> DATA SECTION
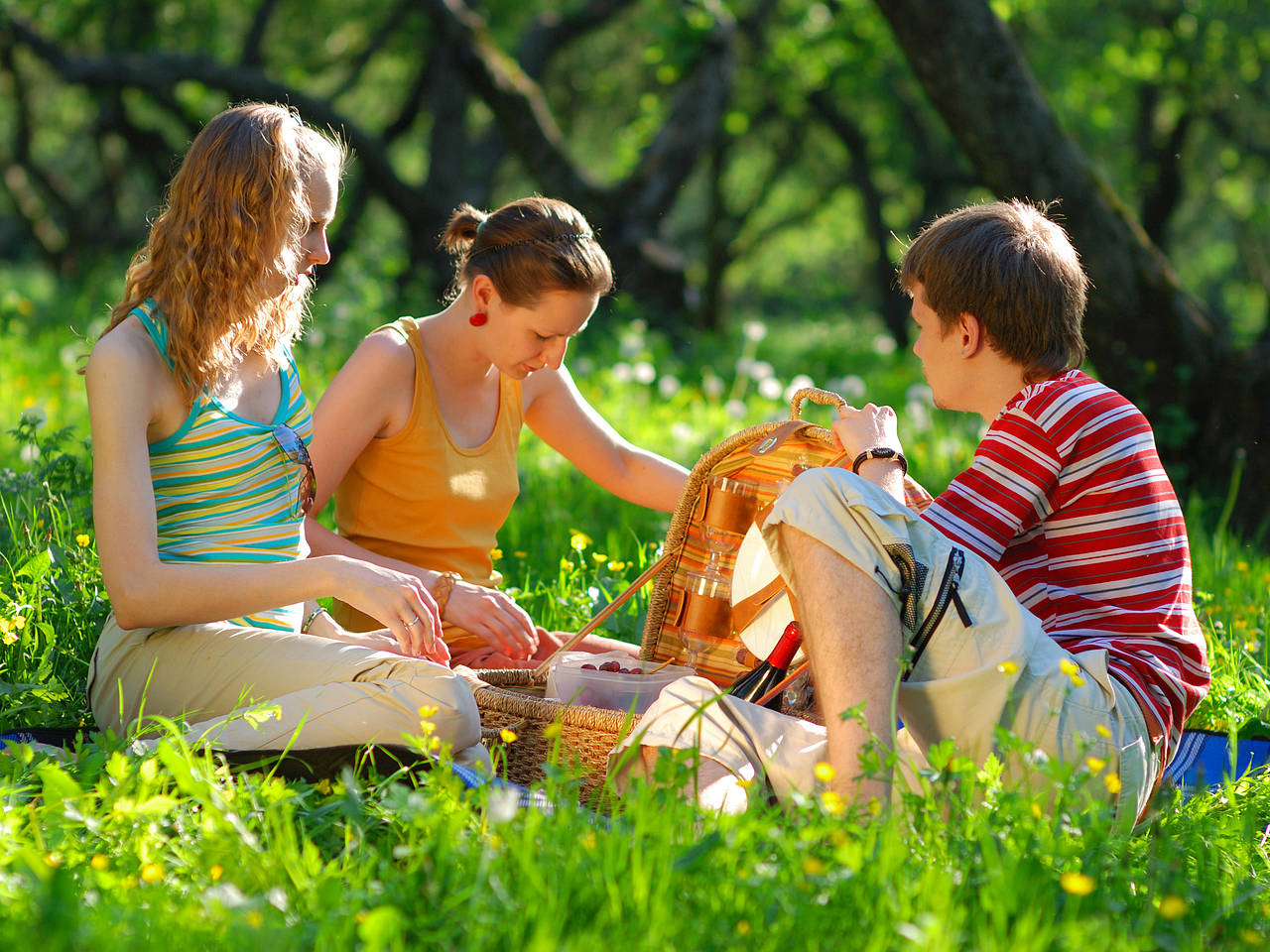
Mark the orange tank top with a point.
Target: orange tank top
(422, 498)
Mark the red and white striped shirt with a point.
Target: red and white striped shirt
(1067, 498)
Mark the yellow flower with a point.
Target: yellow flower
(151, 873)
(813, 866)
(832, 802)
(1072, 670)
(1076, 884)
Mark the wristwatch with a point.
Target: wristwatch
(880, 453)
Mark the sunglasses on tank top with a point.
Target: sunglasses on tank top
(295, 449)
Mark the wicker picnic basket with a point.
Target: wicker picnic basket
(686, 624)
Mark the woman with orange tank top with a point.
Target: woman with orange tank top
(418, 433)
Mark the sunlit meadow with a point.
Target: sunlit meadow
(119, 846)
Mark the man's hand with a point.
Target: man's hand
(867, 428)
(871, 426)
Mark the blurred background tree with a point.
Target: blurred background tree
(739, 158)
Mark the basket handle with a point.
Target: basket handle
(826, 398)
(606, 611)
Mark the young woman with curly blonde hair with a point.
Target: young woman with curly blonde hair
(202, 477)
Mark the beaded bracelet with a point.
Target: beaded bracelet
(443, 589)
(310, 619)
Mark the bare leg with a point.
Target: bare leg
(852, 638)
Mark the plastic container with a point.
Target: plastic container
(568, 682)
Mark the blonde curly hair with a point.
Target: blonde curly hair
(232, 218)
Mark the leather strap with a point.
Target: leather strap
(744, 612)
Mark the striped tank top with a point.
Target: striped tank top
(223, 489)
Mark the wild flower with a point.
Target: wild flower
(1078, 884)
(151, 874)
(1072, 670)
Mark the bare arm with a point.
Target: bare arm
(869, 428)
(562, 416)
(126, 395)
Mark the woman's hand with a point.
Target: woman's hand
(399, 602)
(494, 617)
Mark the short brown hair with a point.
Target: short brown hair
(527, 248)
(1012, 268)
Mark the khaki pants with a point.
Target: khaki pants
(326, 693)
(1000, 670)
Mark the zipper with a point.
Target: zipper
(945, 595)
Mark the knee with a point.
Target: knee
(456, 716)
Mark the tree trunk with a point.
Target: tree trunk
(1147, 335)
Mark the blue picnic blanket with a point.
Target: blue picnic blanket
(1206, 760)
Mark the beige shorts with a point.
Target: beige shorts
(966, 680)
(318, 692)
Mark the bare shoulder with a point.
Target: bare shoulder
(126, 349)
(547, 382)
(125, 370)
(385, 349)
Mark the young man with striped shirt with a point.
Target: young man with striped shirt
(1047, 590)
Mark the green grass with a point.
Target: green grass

> EXERCISE INSTRUCTIONS
Rewrite all the records above as a single numbered list with one line per item. Omit blank lines and the pictures.

> THE COMPLETED TASK
1. Mark the orange tank top with a point.
2. Target: orange tank top
3. (422, 498)
4. Mark the red and white striped shirt with a point.
5. Target: red and white striped shirt
6. (1067, 498)
7. Mark the yellow flower with a point.
8. Target: yellow flower
9. (151, 873)
10. (813, 866)
11. (832, 802)
12. (1072, 670)
13. (1076, 884)
14. Mark the wristwatch with a point.
15. Target: wristwatch
16. (880, 453)
17. Mark the sunglasses on tank top with a point.
18. Target: sunglasses on tank top
19. (295, 449)
20. Mark the wicker picnic basket with a point.
21. Target: wicker picnic basket
22. (686, 624)
23. Mark the woman with orange tank top with a point.
24. Target: woman with orange tank top
25. (418, 433)
26. Mark the sunlit meadow with a point.
27. Target: sunlit meadow
28. (119, 846)
29. Mark the man's hand with a point.
30. Target: man's hand
31. (867, 428)
32. (871, 426)
33. Mark the blurred background tree with a point.
34. Target: blurred background tree
35. (739, 158)
36. Mark the basket handle with a point.
37. Target: basket handle
38. (826, 398)
39. (606, 611)
40. Mark the young woman with curly blonde hair with a point.
41. Target: young woman with curly blonde hair
42. (202, 477)
43. Mark the beaded bracelet with a point.
44. Target: beaded bracelet
45. (443, 589)
46. (310, 619)
47. Mark the bare leg with a point.
48. Target: bare leg
49. (852, 638)
50. Mark the plastic container with a point.
51. Target: plastic container
52. (568, 682)
53. Mark the blonde curly hair with a point.
54. Target: blonde curly hair
55. (232, 218)
56. Mark the leather strap with a point.
57. Target: leather strap
58. (744, 612)
59. Mark the striped tank top with a point.
60. Target: striped tank top
61. (223, 489)
62. Mark the wild flower with a point.
63. Target: wild flower
64. (1078, 884)
65. (151, 874)
66. (1072, 670)
67. Mark the bare arm with a point.
68. Target: bare arm
69. (869, 428)
70. (562, 416)
71. (126, 395)
72. Mark the woman's hand with a point.
73. Target: woman's hand
74. (399, 602)
75. (494, 617)
76. Mark the short brown hair with a point.
77. Target: short brown hair
78. (527, 248)
79. (1012, 268)
80. Mark the khaki pants with a point.
81. Target: khaki pants
82. (326, 693)
83. (1000, 670)
84. Mark the zipper with a point.
85. Target: zipper
86. (945, 595)
87. Mark the knee with a point.
88. Target: knee
89. (456, 716)
90. Mark the tree trunk with a point.
91. Target: tree trunk
92. (1147, 335)
93. Mark the blue picnic blanket with a point.
94. Target: blue picnic blanket
95. (1206, 760)
96. Mark the beige shorts with a point.
97. Target: beige shorts
98. (966, 680)
99. (318, 692)
100. Mark the bare shoulder with a point.
101. Target: bare shoulder
102. (126, 349)
103. (547, 382)
104. (125, 370)
105. (385, 349)
106. Mark the young man with striped shirt with a point.
107. Target: young man with striped shirt
108. (1047, 590)
109. Mark the green grass with a point.
110. Target: green grass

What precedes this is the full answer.